_SELECTED EXCERPT_
################

At this point, the usual thing to do is to try to compile and run the program as usual. The corresponding terminal session is shown below:

exampleuser@exampleserver:~/OList_with_error$ g++ -W -Wall -ansi -pedantic debugexample.cpp 
exampleuser@exampleserver:~/OList_with_error$ ./a.out 
Initial List: 3, 7, 8, 12, 17, 20, 21, 22, 24, 25, 25, 30, 33, 33, 36, 48, 53, 53, 57, 61, 63, 64, 71, 78, 82, 85, 86, 87, 90, 92

Final List: 3, 7, 8, 12, 17, 20, 21, 25, 25, 30, 33, 33, 53, 53, 57, 61, 63, 64, 71, 82, 87, 90, 92

exampleuser@exampleserver:~/OList_with_error$ ./a.out 
Segmentation fault

Notice here that on the first run, everything went OK. The main program adds data values at random to the list, then tries to remove them at random... In some cases, the program may run as expected. But in other cases, the program may crash with a Segmentation fault, and it did that on the second run.

This behavior is typical of the way these sorts of errors behave in the real world. It is often the case that these errors only show up intermittently; reproducing them during testing can sometimes be difficult. A good approach is to make sure that your testing code exercises all possible “edge conditions” in the source - for an ordered list, that would mean adding to an empty list, adding a value that would be inserted at the head, and adding a value that would be inserted at the end of the list (in addition to the “normal” case of the value being added in the middle somewhere).

Compiling for Debugging

The compiler flags shown above did not produce an executable file that was ideal for debugging. To be most useful, the debugger will need information like the original source code, the line numbers, and the symbol (variable and function) names. This information is removed from the executable produced by the compiler by default (and for good reason -- it increases the output file size significantly). But since the program crashed and a debugging session would be helpful, the program should now be re-compiled in such a way that the compiler will produce a debugger-friendly executable.

Since the debugger used in this example is GDB, the compiler flag -ggdb will be added to the g++ command (the -g flag tells the compiler to produce debugging information, and the -ggdb flag says to produce that information optimized for the GDB debugger). The full command is:

g++ -W -Wall -ansi -pedantic -ggdb debugexample.cpp

No additional compiler output is shown on the console window, but the size of the executable file a.out has increased (on the system being used to produce this example, it was ~13KiB before and ~40KiB after).

################

_DATA BLOCK_
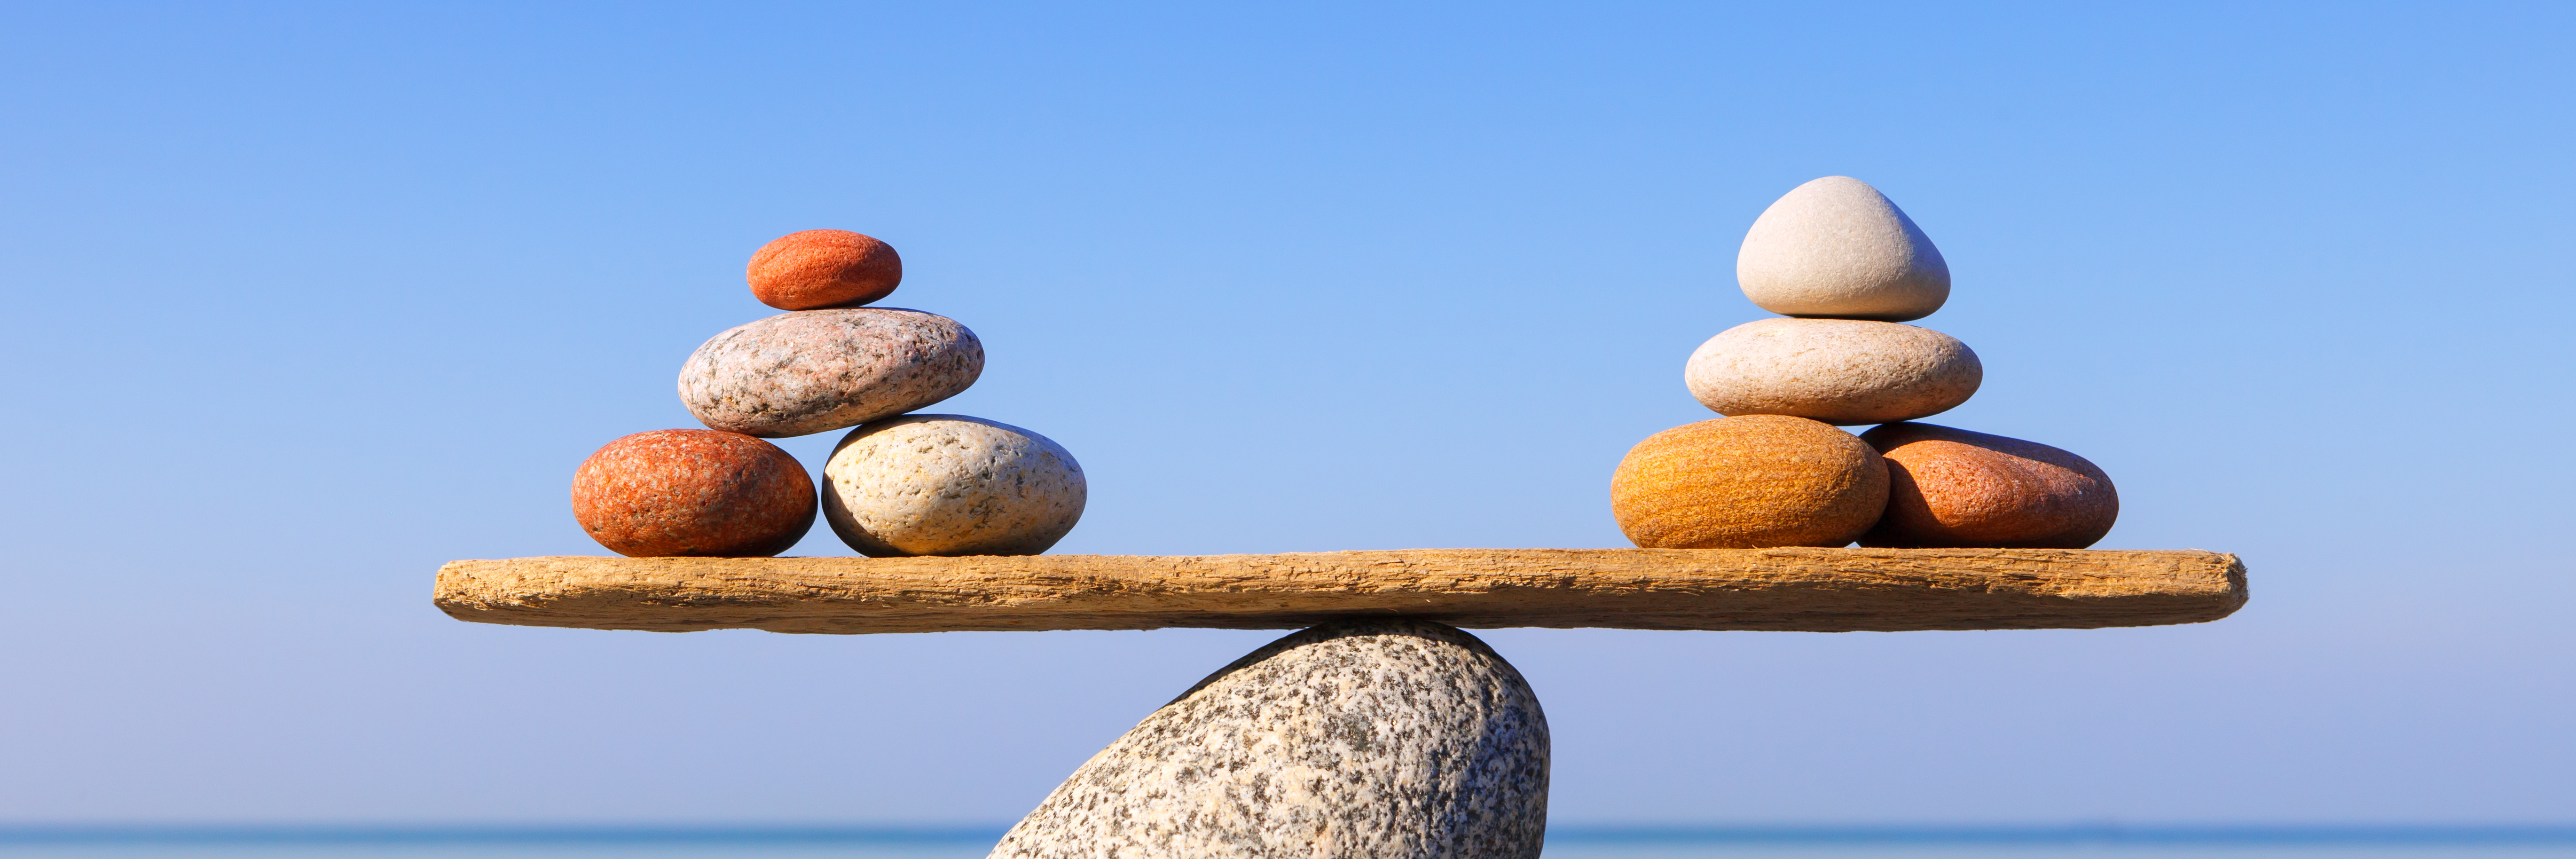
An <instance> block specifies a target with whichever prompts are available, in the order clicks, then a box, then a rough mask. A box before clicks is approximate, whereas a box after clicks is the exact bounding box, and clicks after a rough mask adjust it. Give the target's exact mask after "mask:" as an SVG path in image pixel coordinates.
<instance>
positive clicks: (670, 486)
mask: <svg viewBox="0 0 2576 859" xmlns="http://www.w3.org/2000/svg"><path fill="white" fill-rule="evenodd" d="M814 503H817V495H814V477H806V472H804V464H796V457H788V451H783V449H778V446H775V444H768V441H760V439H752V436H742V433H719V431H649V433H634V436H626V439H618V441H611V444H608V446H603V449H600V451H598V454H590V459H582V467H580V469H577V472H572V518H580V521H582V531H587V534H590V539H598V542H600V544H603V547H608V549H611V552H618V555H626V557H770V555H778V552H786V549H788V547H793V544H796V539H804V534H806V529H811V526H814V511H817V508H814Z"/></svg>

################

_ASSIGNMENT_
Carry on the walkthrough on debugging the crashing ordered-list program, starting right after its last sentence.

_ANSWER AREA_
The Debugging Session

Now that the program has been compiled with debugging information included, a debugging session can be initiaited. The command to start GDB is ‘gdb’, and the program’s executable name should be passed as a command-line argument. The full command to start debugging this example (whose executable is named a.out) is shown below:

gdb a.out

This assumes that a.out is in the current working directory. The actual terminal session (with the command and its output) is shown below:

exampleuser@exampleserver:~/OList_with_error$ gdb a.out
GNU gdb (Ubuntu/Linaro 7.4-2012.04-0ubuntu2.1) 7.4-2012.04
Copyright (C) 2012 Free Software Foundation, Inc.
License GPLv3+: GNU GPL version 3 or later <http://gnu.org/licenses/gpl.html>
This is free software: you are free to change and redistribute it.
There is NO WARRANTY, to the extent permitted by law.  Type "show copying"
and "show warranty" for details.
This GDB was configured as "i686-linux-gnu".
For bug reporting instructions, please see:
<http://bugs.launchpad.net/gdb-linaro/>...
Reading symbols from /home/exampleuser/OList_with_error/a.out...done.
(gdb) 

At this point, GDB has loaded the executable file and is ready for a command. The (gdb) at the end is GDB’s own command prompt. First thing’s first - run the program to try to reproduce the error:

(gdb) run
Starting program: /home/exampleuser/OList_with_error/a.out 

Program received signal SIGSEGV, Segmentation fault.
0x08048969 in OList::insert (this=0xbffff6b4, value=35) at olist_with_bug.h:65
65          newnode->next  = previous->next;
(gdb)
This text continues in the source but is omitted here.